[Opening Excerpted text section]

Abbreviations: β, estimation of the causal relationship between exposure and outcome; CI, confidence interval; GISCOME, Genetics of Ischemic Stroke Functional Outcome; IVW, inverse variance weighted; MR, Mendelian randomization; OR, odds ratio; SNV, single nucleotide variant.

^* p < 0.05.

4. Discussion

In this study, we analyzed variations in gut microbiota in patients with IS categorized into favorable and unfavorable 3‐month functional outcome groups. In the microbial communities of patients with unfavorable compared to favorable outcomes, α‐diversity analysis showed comparatively reduced bacterial richness, while β‐diversity analysis revealed structural differences characterized by an increase in opportunistic pathogens and a decrease in bacteria associated with positive recovery. Significant differences were also observed between the two groups in metabolic pathways and enzyme activity.

Certain factors directly influenced prognosis for the two groups, such as baseline NIHSS scores and the frequency of mechanical thrombectomy procedures. Additionally, more frequent in the unfavorable outcome group was enema use, which may affect gut microbiota composition [18], while constipation is a common post‐IS complication linked to poorer neurological outcomes, increased complications, and even mortality [19].

Since gut microbiota composition and stroke outcomes are influenced by factors such as age and sex, we adjusted for these variables in our analyses [20]. Also accounted for was baseline neurological severity (evaluated using the NIHSS), as it is the most reliable predictor of 3‐month outcomes [21]. Stroke etiology was likewise taken into account, as certain subtypes (e.g., cardioembolic stroke) are associated with poorer outcomes. Although we pre‐specified these confounding factors to minimize bias, residual confounding may still exist.

[Closing Excerpted text section]
[Opening Provided information section]

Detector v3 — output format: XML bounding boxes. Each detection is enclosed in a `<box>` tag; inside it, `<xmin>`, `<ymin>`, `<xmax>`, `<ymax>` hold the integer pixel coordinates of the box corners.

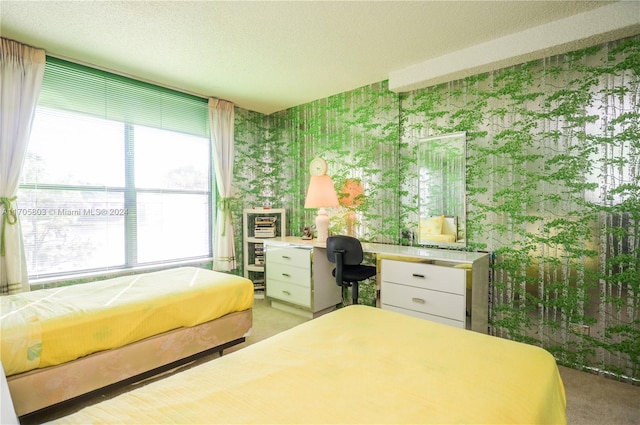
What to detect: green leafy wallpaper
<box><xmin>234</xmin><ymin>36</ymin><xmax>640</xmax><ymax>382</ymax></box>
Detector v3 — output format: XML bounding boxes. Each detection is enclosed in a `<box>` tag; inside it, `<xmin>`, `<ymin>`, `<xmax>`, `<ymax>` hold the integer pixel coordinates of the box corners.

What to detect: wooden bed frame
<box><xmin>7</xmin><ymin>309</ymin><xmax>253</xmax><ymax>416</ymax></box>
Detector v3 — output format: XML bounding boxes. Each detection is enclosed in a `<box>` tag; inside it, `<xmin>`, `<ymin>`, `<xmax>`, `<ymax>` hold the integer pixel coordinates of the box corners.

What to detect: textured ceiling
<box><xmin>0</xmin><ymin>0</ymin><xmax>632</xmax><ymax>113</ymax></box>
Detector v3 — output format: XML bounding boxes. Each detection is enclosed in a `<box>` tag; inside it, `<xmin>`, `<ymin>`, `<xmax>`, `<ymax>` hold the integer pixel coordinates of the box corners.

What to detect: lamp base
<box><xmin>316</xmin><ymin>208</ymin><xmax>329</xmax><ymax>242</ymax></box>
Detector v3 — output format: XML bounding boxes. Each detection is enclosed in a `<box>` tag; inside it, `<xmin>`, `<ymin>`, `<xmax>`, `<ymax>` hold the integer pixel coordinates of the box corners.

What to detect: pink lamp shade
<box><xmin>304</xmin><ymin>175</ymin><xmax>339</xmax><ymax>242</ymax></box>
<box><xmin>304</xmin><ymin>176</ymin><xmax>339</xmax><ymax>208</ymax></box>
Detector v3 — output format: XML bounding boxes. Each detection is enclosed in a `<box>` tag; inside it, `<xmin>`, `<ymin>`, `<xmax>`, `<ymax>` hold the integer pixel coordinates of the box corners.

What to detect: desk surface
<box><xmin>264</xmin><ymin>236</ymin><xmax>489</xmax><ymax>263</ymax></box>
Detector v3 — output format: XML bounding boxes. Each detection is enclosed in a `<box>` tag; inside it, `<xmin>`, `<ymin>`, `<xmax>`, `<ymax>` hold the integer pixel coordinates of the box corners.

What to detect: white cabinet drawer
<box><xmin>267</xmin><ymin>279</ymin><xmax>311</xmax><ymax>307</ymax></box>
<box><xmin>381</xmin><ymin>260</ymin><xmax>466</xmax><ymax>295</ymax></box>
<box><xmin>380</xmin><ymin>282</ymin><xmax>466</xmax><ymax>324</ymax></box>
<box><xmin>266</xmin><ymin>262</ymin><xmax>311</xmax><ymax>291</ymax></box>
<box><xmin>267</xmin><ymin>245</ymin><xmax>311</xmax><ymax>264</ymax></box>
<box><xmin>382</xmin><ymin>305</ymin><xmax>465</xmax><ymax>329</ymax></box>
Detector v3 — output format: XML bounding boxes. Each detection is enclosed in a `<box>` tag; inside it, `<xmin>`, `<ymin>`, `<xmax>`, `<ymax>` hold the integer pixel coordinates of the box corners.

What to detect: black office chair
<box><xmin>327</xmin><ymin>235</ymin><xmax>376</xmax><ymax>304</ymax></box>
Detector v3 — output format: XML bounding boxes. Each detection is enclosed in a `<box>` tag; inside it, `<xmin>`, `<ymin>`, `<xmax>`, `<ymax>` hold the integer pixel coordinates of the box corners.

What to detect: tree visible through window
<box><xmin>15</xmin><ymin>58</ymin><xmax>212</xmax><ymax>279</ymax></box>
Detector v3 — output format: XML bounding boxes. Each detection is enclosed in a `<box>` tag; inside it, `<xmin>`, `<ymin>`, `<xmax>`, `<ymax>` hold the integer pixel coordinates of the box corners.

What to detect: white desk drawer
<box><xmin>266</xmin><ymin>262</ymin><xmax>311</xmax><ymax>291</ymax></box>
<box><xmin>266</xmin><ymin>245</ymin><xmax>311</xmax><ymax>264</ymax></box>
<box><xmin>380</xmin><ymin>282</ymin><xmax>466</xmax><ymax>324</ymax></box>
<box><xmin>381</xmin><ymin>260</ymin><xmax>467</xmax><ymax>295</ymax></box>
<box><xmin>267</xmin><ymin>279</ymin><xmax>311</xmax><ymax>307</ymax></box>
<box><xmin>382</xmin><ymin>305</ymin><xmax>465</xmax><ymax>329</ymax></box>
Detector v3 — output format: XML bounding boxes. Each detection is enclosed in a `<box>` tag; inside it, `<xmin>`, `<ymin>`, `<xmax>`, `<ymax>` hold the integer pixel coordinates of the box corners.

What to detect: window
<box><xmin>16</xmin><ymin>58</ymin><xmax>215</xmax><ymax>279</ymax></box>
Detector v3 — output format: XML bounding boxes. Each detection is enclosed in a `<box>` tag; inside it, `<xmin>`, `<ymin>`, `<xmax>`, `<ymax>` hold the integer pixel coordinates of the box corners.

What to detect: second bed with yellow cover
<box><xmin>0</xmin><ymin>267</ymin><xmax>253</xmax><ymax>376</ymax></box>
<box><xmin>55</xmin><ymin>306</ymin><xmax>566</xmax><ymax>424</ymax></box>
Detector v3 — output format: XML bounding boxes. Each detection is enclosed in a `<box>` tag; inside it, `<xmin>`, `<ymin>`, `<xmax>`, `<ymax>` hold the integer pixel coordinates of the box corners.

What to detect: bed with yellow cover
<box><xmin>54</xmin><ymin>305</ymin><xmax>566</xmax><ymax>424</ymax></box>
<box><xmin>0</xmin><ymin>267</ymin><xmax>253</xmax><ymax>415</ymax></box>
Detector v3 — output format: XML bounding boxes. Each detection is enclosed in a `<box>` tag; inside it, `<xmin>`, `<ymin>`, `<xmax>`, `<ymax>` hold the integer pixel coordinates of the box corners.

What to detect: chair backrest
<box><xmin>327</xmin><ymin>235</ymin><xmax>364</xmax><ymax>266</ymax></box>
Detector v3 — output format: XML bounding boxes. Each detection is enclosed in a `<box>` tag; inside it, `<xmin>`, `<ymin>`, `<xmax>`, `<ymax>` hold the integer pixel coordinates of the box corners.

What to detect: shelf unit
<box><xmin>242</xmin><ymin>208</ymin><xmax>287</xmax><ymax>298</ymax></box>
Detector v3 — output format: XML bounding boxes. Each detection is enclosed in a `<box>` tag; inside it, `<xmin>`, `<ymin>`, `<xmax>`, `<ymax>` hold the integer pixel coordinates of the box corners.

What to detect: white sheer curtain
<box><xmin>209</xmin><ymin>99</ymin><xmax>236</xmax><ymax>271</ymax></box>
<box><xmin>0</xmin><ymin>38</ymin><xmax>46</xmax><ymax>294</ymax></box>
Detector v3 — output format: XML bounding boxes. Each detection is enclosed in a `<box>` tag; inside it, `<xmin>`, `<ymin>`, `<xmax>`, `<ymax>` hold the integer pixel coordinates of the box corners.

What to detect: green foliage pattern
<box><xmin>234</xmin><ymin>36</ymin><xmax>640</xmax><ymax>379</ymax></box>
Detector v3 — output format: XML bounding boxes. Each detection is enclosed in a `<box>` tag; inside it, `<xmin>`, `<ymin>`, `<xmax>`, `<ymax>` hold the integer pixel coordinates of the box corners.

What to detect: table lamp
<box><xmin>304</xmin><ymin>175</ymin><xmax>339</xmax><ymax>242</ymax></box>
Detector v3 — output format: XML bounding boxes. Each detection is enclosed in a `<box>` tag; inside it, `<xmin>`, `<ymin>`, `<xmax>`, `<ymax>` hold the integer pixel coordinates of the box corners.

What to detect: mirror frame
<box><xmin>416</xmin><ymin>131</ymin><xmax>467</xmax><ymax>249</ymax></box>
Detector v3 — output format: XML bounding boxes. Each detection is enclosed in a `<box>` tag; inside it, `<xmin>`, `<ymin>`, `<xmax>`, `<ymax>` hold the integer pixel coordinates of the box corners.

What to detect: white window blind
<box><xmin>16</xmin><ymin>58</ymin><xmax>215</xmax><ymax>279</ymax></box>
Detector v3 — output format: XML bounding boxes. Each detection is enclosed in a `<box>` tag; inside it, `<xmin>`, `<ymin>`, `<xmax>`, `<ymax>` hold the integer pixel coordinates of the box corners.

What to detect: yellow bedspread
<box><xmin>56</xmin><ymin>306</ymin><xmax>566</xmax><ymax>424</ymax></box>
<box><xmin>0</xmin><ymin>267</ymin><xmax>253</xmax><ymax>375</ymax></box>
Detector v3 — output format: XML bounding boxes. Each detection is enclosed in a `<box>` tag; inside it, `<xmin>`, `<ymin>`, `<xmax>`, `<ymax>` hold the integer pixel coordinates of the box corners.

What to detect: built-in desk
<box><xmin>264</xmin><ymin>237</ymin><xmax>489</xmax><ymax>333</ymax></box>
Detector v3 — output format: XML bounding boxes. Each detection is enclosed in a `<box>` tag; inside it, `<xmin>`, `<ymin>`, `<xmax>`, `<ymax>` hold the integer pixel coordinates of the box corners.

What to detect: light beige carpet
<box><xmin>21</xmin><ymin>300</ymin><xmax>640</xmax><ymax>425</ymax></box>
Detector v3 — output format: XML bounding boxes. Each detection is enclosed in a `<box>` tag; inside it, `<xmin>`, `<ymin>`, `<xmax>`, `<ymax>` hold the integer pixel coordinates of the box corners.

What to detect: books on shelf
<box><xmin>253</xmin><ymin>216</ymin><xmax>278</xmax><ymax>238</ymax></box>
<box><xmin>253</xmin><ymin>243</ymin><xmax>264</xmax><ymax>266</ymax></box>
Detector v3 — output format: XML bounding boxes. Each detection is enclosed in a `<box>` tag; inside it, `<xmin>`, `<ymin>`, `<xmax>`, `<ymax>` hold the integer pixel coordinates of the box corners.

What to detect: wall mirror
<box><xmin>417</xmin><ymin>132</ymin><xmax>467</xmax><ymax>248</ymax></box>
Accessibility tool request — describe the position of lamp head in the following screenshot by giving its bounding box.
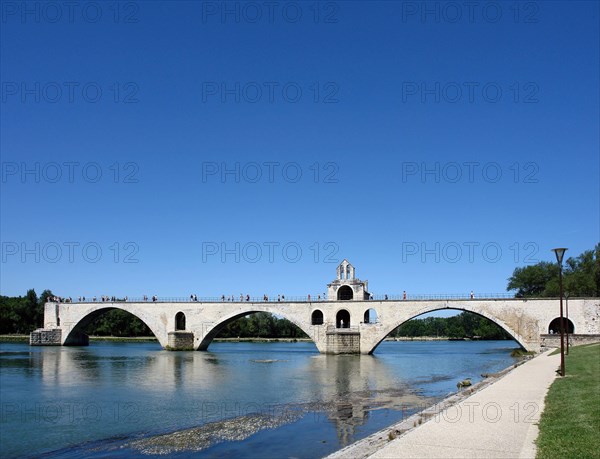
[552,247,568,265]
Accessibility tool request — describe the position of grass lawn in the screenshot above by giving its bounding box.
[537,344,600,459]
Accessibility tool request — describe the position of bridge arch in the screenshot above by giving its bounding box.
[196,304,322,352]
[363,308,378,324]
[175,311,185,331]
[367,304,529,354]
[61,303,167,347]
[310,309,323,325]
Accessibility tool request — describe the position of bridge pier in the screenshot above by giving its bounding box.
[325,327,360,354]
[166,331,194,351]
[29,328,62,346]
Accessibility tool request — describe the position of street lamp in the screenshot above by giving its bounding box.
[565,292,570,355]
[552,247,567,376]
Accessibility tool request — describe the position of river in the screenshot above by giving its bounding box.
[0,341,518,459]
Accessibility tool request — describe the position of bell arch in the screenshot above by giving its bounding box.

[Closing Provided information section]

- [Your assignment] Pick up the discussion of gut microbiota and stroke outcomes from above the entries, and write on from its last sentence.

- [Output of the exercise]
The gut microbiota plays a fundamental role in several physiological processes, including metabolism, nutrient absorption, neurotransmitter regulation, barrier integrity, and immune system modulation [22], and dysbiosis is widely recognized as detrimental to microbial composition. A key hallmark of gut dysbiosis is reduced microbiota diversity [23], which has been linked to neurological disorders via the gut‐brain axis [24]. Our observation of reduced α‐diversity in patients with unfavorable outcomes aligns with findings reported for Chinese patients with IS [17]. Gut microbiota diversity has been associated with blood–brain barrier integrity, permeability, and potential leakage [14]. Dysbiosis can prompt immune cell recruitment to the central nervous system, contributing to neuroinflammation [22]—a critical factor in brain damage. Pro‐inflammatory cytokines facilitate further leukocyte recruitment from peripheral blood [14], exacerbating neuronal cell death, enlarging the infarcted area, and leading to more severe neurological outcomes [19, 25, 26, 27, 28].

Using LEfSe analysis [S14], we identified a set of bacteria that were likely to contribute to differences between patients with favorable and unfavorable 3‐month functional outcomes. Patients with unfavorable outcomes showed a greater abundance of several pathogenic bacteria, including Enterobacter spp., Erysipelotrichaceae spp., Clostridium clostridioforme , Clostridium bolteae , Bacteroides fragilis , Eisenbergiella tayi, Clostridium symbiosum , Hungatella hathewayi, and Neglecta timonensis, and conversely, showed a lower abundance of commensal bacteria such as Faecalibacterium prausnitzii , Paraprevotella clara , Blautia stercoris , Sutterella wadsworthensis , Roseburia faecis , Coprobacillus spp., and Eubacterium eligens . Our findings align with those of previous studies on Asian populations, despite differences in sequencing techniques [16, 17]. In patients with favorable outcomes, Chang et al. [16] reported increased Blautia levels, matching our observation of higher Blautia stercoris abundance. In patients with unfavorable outcomes, Sun et al. [17] found lower Faecalibacterium and increased Clostridium innocuum and Erysipelotrichaceae levels, similar to our finding of decreased Faecalibacterium prausnitzii and elevated Clostridium bolteae, Clostridium clostridioforme, Clostridium symbiosum, and Erysipelotrichaceae spp. levels.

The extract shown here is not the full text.